---------- Input for this task

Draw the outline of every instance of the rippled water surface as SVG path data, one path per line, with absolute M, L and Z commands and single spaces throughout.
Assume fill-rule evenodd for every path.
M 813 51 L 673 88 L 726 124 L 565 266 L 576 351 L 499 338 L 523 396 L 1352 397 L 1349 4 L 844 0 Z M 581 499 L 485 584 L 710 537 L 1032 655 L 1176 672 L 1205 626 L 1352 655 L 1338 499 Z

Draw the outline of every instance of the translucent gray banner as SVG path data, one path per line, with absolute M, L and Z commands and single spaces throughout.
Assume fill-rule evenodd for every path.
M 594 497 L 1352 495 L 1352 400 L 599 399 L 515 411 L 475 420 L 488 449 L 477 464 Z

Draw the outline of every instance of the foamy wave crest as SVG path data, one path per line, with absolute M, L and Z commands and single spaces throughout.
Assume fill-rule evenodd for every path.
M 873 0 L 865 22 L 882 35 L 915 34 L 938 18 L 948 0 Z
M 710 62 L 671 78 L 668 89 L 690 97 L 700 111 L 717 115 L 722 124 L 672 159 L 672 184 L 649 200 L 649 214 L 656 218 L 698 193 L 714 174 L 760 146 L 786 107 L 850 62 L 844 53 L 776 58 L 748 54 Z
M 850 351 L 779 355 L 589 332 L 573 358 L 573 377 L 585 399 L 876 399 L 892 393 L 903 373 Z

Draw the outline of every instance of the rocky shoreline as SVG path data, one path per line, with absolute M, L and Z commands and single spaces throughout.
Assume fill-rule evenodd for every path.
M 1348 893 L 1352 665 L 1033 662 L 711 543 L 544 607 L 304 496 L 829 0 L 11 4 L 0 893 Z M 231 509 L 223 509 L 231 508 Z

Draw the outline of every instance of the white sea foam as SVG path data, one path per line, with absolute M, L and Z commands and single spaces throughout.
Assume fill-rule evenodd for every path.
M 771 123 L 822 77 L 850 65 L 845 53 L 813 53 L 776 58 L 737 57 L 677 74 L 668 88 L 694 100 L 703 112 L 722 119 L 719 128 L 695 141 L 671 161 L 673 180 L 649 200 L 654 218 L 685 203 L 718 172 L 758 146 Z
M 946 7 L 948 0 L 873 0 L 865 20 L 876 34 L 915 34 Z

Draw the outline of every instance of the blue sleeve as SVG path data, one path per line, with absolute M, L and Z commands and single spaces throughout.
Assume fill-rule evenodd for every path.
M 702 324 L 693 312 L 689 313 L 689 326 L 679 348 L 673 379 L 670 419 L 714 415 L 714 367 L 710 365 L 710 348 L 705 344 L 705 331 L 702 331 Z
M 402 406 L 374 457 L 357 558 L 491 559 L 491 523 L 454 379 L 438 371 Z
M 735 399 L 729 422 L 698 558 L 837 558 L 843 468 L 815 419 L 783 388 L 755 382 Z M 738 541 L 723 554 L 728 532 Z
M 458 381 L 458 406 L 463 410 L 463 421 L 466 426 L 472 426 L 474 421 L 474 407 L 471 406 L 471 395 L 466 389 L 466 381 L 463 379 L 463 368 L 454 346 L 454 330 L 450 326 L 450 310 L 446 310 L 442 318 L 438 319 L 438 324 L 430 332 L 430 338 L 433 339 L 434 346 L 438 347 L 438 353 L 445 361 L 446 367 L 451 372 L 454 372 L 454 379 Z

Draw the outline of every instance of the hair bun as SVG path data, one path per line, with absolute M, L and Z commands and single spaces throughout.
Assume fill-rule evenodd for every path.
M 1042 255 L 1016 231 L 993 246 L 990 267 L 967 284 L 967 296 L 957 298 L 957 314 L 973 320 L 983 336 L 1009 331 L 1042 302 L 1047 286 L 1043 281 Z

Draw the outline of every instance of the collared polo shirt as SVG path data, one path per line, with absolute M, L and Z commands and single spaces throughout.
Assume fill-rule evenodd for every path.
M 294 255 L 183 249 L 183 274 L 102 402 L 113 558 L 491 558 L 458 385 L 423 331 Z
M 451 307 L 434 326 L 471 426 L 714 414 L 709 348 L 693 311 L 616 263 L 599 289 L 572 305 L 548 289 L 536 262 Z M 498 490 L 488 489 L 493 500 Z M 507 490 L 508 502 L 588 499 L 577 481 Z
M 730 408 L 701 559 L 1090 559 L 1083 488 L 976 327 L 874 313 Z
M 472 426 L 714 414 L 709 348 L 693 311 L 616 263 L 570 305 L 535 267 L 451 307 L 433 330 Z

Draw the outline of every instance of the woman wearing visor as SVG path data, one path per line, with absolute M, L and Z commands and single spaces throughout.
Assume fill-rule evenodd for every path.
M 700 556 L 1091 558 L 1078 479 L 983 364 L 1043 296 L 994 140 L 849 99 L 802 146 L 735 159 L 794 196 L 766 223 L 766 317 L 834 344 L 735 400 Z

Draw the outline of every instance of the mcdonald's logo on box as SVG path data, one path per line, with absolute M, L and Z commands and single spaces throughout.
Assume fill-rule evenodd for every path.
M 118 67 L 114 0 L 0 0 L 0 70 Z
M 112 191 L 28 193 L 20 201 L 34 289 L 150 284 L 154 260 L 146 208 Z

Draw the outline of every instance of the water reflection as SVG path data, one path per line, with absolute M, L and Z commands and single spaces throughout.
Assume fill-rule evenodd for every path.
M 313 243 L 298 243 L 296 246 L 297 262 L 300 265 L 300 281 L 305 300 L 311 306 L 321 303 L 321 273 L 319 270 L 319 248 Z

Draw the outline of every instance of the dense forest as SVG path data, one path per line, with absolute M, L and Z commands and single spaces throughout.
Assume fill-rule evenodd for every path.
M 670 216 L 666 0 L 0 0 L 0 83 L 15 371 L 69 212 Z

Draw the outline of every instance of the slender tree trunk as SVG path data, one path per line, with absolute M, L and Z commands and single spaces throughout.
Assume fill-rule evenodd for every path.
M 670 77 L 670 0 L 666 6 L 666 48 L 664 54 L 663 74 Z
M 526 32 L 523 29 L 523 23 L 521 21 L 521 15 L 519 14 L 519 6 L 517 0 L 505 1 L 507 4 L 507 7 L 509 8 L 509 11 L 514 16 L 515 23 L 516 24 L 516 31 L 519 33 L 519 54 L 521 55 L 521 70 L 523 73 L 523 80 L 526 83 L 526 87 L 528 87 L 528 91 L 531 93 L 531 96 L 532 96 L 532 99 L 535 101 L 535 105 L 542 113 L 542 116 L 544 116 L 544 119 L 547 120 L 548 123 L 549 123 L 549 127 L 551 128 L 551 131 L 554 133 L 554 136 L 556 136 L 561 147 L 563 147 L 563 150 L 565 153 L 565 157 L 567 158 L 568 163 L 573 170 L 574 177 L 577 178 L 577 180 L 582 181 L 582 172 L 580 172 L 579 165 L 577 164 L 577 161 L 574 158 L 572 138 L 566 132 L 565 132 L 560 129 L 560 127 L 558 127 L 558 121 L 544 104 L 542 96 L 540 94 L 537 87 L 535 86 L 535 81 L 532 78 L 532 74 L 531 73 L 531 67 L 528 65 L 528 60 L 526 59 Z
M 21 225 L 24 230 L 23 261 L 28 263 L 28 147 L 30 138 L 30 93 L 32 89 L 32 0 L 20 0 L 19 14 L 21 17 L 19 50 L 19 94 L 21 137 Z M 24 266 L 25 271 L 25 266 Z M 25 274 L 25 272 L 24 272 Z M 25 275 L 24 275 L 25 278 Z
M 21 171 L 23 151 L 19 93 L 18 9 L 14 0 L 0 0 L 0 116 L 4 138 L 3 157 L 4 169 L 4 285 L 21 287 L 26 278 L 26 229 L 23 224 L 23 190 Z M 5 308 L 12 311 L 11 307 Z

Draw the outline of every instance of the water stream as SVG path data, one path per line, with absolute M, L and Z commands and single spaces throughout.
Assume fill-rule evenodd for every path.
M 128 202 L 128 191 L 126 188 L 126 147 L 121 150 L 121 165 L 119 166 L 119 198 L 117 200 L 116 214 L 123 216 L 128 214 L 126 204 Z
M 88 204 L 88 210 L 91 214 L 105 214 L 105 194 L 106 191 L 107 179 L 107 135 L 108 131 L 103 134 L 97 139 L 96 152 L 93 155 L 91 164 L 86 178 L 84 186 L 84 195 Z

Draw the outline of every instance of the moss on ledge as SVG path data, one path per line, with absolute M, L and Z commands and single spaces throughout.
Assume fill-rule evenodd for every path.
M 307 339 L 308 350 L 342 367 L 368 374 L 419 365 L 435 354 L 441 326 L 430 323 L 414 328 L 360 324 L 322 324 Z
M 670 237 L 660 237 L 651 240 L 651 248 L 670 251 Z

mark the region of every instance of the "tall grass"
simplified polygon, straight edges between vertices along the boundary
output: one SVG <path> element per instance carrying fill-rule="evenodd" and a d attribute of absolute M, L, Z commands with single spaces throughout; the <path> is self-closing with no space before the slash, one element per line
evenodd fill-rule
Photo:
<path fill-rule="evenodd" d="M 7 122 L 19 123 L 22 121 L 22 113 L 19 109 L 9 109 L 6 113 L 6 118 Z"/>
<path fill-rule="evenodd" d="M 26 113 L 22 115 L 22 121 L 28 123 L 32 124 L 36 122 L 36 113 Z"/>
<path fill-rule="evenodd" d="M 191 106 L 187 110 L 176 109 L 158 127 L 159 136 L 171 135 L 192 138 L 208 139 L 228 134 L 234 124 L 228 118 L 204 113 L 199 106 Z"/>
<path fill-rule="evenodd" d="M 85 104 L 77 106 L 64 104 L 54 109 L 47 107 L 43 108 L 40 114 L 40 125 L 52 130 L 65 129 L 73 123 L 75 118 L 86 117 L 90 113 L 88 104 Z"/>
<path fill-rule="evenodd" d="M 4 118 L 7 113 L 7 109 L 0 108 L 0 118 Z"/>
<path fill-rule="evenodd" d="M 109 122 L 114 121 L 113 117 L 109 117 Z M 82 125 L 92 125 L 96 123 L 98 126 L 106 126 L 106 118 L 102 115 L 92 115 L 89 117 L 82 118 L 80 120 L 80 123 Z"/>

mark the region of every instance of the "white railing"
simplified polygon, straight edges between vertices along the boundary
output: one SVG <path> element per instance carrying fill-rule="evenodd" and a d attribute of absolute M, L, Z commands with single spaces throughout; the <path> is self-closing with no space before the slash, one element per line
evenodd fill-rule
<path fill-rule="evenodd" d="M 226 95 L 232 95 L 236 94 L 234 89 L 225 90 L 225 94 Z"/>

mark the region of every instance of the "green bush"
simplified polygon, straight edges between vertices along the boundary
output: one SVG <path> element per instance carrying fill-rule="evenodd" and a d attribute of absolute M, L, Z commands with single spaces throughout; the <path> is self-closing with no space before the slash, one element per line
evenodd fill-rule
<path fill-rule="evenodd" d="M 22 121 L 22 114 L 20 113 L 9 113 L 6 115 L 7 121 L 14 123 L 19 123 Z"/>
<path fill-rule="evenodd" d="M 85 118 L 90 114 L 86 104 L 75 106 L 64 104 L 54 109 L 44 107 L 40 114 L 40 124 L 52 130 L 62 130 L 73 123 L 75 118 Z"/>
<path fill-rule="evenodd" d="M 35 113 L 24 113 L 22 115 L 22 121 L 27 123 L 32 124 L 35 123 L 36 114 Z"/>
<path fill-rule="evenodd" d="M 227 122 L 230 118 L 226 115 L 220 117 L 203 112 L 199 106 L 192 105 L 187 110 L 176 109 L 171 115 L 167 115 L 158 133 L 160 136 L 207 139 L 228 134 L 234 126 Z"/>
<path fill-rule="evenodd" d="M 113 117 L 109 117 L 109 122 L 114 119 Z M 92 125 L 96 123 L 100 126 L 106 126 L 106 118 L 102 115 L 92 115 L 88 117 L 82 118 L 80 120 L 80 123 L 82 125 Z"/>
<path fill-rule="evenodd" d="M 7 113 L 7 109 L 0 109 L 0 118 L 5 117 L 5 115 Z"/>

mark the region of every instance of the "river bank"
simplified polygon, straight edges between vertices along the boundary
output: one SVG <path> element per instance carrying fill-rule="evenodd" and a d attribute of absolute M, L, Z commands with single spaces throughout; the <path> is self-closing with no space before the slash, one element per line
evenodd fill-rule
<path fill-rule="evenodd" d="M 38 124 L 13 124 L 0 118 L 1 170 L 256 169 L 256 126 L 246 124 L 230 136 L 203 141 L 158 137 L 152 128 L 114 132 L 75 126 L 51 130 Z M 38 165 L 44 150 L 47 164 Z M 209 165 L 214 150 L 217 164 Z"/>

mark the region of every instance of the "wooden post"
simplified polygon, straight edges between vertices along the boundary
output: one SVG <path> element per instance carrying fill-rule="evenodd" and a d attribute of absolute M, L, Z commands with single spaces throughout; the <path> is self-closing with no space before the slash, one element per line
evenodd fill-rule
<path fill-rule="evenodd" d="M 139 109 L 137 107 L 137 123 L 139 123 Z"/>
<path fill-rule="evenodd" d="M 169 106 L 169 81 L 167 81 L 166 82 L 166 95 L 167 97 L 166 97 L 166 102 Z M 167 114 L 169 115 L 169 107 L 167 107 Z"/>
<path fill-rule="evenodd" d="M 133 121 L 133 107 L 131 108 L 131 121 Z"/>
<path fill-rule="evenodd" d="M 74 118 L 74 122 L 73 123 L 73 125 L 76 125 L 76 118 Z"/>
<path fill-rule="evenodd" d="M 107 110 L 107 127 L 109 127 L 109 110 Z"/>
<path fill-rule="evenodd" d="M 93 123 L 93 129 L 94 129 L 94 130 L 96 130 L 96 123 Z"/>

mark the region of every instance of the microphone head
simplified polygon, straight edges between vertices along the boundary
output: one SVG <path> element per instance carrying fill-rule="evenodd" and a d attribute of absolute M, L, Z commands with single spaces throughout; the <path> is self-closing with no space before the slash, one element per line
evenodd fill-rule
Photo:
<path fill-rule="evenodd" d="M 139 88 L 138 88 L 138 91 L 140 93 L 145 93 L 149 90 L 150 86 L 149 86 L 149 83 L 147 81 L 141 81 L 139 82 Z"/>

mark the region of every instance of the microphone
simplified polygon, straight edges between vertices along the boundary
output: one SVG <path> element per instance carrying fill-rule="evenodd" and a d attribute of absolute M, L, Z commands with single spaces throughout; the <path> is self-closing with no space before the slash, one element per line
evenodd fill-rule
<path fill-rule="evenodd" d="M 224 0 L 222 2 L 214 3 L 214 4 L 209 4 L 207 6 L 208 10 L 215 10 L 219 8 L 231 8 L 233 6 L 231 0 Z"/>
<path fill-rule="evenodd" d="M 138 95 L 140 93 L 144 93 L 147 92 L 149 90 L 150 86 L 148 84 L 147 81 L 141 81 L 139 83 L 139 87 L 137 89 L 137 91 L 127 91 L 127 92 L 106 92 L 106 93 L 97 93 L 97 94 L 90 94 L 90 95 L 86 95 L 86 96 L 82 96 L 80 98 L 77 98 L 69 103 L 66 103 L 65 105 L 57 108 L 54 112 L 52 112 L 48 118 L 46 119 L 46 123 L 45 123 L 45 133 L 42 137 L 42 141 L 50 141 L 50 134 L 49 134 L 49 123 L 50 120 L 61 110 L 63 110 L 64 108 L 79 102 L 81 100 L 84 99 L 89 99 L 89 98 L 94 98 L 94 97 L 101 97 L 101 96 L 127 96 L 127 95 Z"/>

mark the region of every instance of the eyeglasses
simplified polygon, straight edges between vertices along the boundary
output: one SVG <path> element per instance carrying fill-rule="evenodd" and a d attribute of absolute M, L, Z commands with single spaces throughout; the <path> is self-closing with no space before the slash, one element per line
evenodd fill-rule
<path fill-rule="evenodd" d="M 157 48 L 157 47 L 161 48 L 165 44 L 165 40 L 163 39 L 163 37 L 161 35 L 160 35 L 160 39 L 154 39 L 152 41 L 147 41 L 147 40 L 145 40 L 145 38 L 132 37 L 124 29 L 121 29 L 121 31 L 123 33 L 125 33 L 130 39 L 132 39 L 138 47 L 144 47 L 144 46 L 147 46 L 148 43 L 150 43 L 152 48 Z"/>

--------------------

• _Stated task_
Reproduce verbatim the lines starting with the line that contains "Draw the outline of every instance of the collared" and going on through the line that contains "M 294 255 L", both ends included.

• _Task result_
Draw the outline of every instance of the collared polo shirt as SVG path data, one path per line, with absolute M, L and Z commands and single spaces throughout.
Assume fill-rule evenodd for every path.
M 294 255 L 183 249 L 183 274 L 102 402 L 113 558 L 491 558 L 458 385 L 423 331 Z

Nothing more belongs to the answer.